__Consigne a__
Recopiez fidèlement le passage du portrait de S. ci-dessous, depuis « S'il fallait qualifier » jusqu'à « allait plutôt bien. » inclus.

__Extrait du texte__
--

Il faut entendre le roucoulement, il faut voir la bouche qui se tord dans un sourire satisfait, les mains caressent le cou, les hanches vrillent dans une langueur suggestive... Qu'est-ce qui a tant pu m'énerver ?
S'il fallait qualifier S., disons qu'elle était plutôt pulpeuse. Elle faisait partie de ces jeunes femmes un peu rondes et qui s'en inquiétaient, trop de cuisses, jambes courtes, fesses grasses, seins trop opulents qui lui donnaient à elle-même, sous l'impulsion répétée des crétins envieux qui giclaient leurs hormones à coups de vannes, la sensation d'être une vache. De beaux cheveux pourtant, chatains, longs et lisses. Sa bouche était pleine de tendresse, comme la synthèse de cette chair bien présente. Des lèvres souples. Une jolie langue rose un peu lourde et lente, animal étrange toujours à la frange du sommeil. S. respirait la volupté. Son rythme était celui qui conduit mollement à la couche, son heure celle d'hiver quand la nuit froide et précoce force les feux de cheminées et sa lumière, la pénombre. En résumé, si S. aimait le Saint-Emilion, ça lui allait plutôt bien.

--

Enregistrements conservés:
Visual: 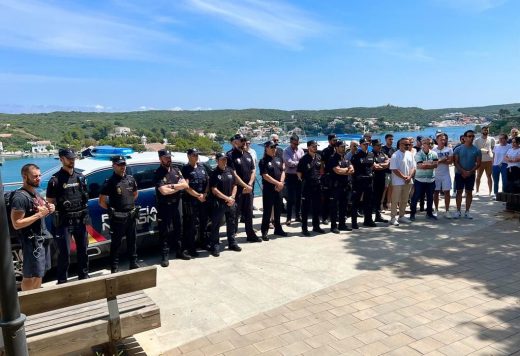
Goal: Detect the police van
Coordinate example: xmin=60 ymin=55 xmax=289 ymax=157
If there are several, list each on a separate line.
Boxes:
xmin=7 ymin=146 xmax=216 ymax=280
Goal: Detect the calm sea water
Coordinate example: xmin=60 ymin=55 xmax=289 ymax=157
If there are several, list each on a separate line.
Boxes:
xmin=0 ymin=126 xmax=473 ymax=194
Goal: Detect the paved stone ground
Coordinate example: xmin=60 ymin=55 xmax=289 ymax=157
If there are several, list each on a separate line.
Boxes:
xmin=165 ymin=210 xmax=520 ymax=356
xmin=130 ymin=172 xmax=520 ymax=355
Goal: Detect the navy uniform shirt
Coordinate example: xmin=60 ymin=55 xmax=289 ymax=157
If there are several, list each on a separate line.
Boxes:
xmin=100 ymin=173 xmax=137 ymax=211
xmin=46 ymin=168 xmax=88 ymax=212
xmin=351 ymin=150 xmax=375 ymax=179
xmin=296 ymin=153 xmax=321 ymax=186
xmin=325 ymin=152 xmax=351 ymax=185
xmin=226 ymin=148 xmax=255 ymax=184
xmin=154 ymin=165 xmax=184 ymax=205
xmin=209 ymin=167 xmax=236 ymax=199
xmin=181 ymin=163 xmax=209 ymax=199
xmin=258 ymin=155 xmax=283 ymax=190
xmin=372 ymin=150 xmax=388 ymax=179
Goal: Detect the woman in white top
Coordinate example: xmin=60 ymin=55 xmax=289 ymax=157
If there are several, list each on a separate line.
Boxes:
xmin=504 ymin=136 xmax=520 ymax=193
xmin=493 ymin=134 xmax=511 ymax=195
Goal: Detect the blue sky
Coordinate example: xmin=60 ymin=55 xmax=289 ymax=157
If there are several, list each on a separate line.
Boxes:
xmin=0 ymin=0 xmax=520 ymax=112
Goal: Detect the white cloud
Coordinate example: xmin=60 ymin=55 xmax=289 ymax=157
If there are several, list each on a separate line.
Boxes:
xmin=354 ymin=39 xmax=434 ymax=61
xmin=0 ymin=72 xmax=89 ymax=84
xmin=183 ymin=0 xmax=323 ymax=49
xmin=0 ymin=0 xmax=176 ymax=60
xmin=433 ymin=0 xmax=507 ymax=12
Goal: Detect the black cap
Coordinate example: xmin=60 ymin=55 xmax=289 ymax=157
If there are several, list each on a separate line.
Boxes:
xmin=231 ymin=134 xmax=246 ymax=141
xmin=110 ymin=156 xmax=126 ymax=164
xmin=157 ymin=149 xmax=172 ymax=158
xmin=215 ymin=152 xmax=227 ymax=161
xmin=58 ymin=148 xmax=77 ymax=158
xmin=264 ymin=141 xmax=278 ymax=148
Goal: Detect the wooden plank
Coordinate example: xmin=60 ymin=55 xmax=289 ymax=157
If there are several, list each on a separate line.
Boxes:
xmin=26 ymin=298 xmax=155 ymax=335
xmin=27 ymin=305 xmax=161 ymax=356
xmin=25 ymin=292 xmax=148 ymax=330
xmin=18 ymin=266 xmax=157 ymax=315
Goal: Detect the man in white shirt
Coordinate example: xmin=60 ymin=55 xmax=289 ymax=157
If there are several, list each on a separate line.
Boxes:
xmin=473 ymin=126 xmax=495 ymax=196
xmin=390 ymin=138 xmax=416 ymax=226
xmin=433 ymin=133 xmax=453 ymax=219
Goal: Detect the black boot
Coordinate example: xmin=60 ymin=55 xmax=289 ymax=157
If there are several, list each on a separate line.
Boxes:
xmin=161 ymin=250 xmax=170 ymax=267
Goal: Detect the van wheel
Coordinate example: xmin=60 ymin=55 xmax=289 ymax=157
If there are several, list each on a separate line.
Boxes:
xmin=11 ymin=246 xmax=23 ymax=289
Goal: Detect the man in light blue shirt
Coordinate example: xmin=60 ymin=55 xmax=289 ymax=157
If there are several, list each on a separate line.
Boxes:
xmin=453 ymin=130 xmax=482 ymax=219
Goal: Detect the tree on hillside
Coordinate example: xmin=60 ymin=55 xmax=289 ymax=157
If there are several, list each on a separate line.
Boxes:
xmin=498 ymin=109 xmax=511 ymax=119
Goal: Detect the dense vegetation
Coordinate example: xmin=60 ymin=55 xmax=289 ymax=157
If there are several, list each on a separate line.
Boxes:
xmin=0 ymin=104 xmax=520 ymax=152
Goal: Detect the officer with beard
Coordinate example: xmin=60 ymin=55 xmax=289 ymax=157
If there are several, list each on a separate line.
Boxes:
xmin=296 ymin=140 xmax=325 ymax=236
xmin=226 ymin=134 xmax=262 ymax=242
xmin=325 ymin=140 xmax=354 ymax=234
xmin=99 ymin=156 xmax=140 ymax=273
xmin=181 ymin=148 xmax=209 ymax=257
xmin=154 ymin=149 xmax=191 ymax=267
xmin=351 ymin=138 xmax=377 ymax=229
xmin=46 ymin=148 xmax=90 ymax=284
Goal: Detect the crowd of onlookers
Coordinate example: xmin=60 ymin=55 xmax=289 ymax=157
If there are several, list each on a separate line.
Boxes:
xmin=10 ymin=127 xmax=520 ymax=289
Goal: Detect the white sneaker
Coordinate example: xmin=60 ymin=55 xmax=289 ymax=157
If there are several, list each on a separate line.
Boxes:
xmin=399 ymin=216 xmax=412 ymax=224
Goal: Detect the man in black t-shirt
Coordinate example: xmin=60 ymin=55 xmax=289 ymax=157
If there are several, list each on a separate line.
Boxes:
xmin=10 ymin=164 xmax=54 ymax=291
xmin=154 ymin=149 xmax=191 ymax=267
xmin=259 ymin=141 xmax=287 ymax=241
xmin=296 ymin=140 xmax=325 ymax=236
xmin=209 ymin=153 xmax=242 ymax=257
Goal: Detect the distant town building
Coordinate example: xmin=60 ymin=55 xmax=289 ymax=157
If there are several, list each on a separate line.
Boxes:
xmin=27 ymin=140 xmax=53 ymax=153
xmin=114 ymin=126 xmax=132 ymax=136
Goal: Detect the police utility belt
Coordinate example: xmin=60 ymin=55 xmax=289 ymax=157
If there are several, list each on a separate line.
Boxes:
xmin=53 ymin=208 xmax=88 ymax=226
xmin=108 ymin=205 xmax=141 ymax=223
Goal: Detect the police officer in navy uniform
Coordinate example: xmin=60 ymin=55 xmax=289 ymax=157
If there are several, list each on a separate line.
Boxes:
xmin=372 ymin=139 xmax=390 ymax=223
xmin=209 ymin=153 xmax=242 ymax=257
xmin=99 ymin=156 xmax=140 ymax=273
xmin=320 ymin=133 xmax=338 ymax=225
xmin=325 ymin=140 xmax=354 ymax=234
xmin=351 ymin=138 xmax=377 ymax=229
xmin=226 ymin=134 xmax=262 ymax=242
xmin=181 ymin=148 xmax=209 ymax=257
xmin=296 ymin=140 xmax=325 ymax=236
xmin=154 ymin=149 xmax=191 ymax=267
xmin=258 ymin=141 xmax=287 ymax=241
xmin=46 ymin=148 xmax=90 ymax=284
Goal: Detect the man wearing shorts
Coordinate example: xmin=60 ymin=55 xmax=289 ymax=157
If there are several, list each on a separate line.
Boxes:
xmin=453 ymin=130 xmax=482 ymax=219
xmin=11 ymin=163 xmax=54 ymax=291
xmin=473 ymin=126 xmax=495 ymax=196
xmin=433 ymin=133 xmax=453 ymax=219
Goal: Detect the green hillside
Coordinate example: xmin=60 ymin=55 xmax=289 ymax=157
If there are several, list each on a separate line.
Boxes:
xmin=0 ymin=104 xmax=520 ymax=149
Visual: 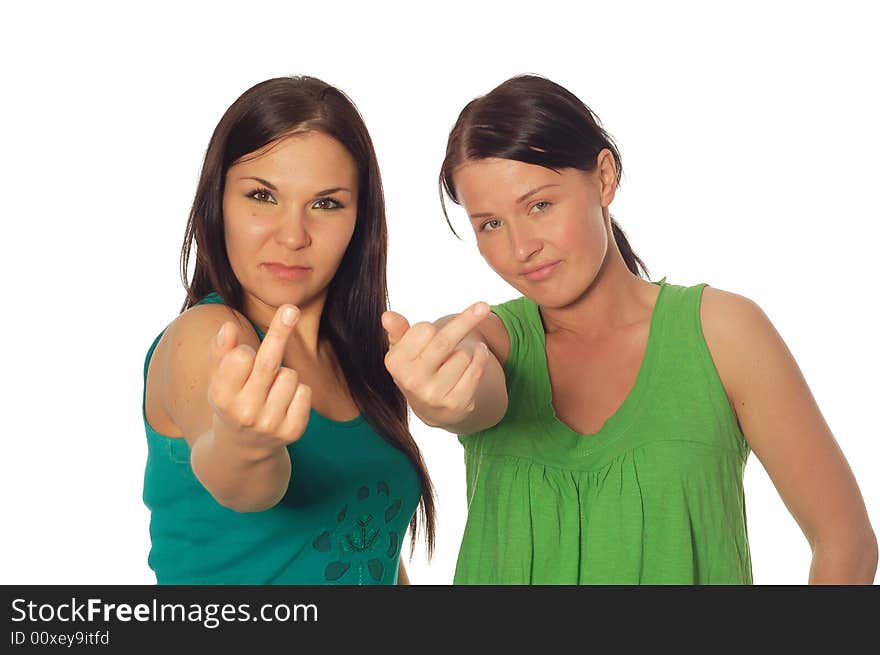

--

__Consigne b__
Repérez dans les enregistrements ci-dessus chaque ligne contenant la chaîne « police » et recopiez-la, en respectant la casse.

__Corrigé a__
S'il fallait qualifier S., disons qu'elle était plutôt pulpeuse. Elle faisait partie de ces jeunes femmes un peu rondes et qui s'en inquiétaient, trop de cuisses, jambes courtes, fesses grasses, seins trop opulents qui lui donnaient à elle-même, sous l'impulsion répétée des crétins envieux qui giclaient leurs hormones à coups de vannes, la sensation d'être une vache. De beaux cheveux pourtant, chatains, longs et lisses. Sa bouche était pleine de tendresse, comme la synthèse de cette chair bien présente. Des lèvres souples. Une jolie langue rose un peu lourde et lente, animal étrange toujours à la frange du sommeil. S. respirait la volupté. Son rythme était celui qui conduit mollement à la couche, son heure celle d'hiver quand la nuit froide et précoce force les feux de cheminées et sa lumière, la pénombre. En résumé, si S. aimait le Saint-Emilion, ça lui allait plutôt bien.

__Corrigé b__
Goal: Detect the police van
Goal: Detect the police utility belt
Goal: Detect the police officer in navy uniform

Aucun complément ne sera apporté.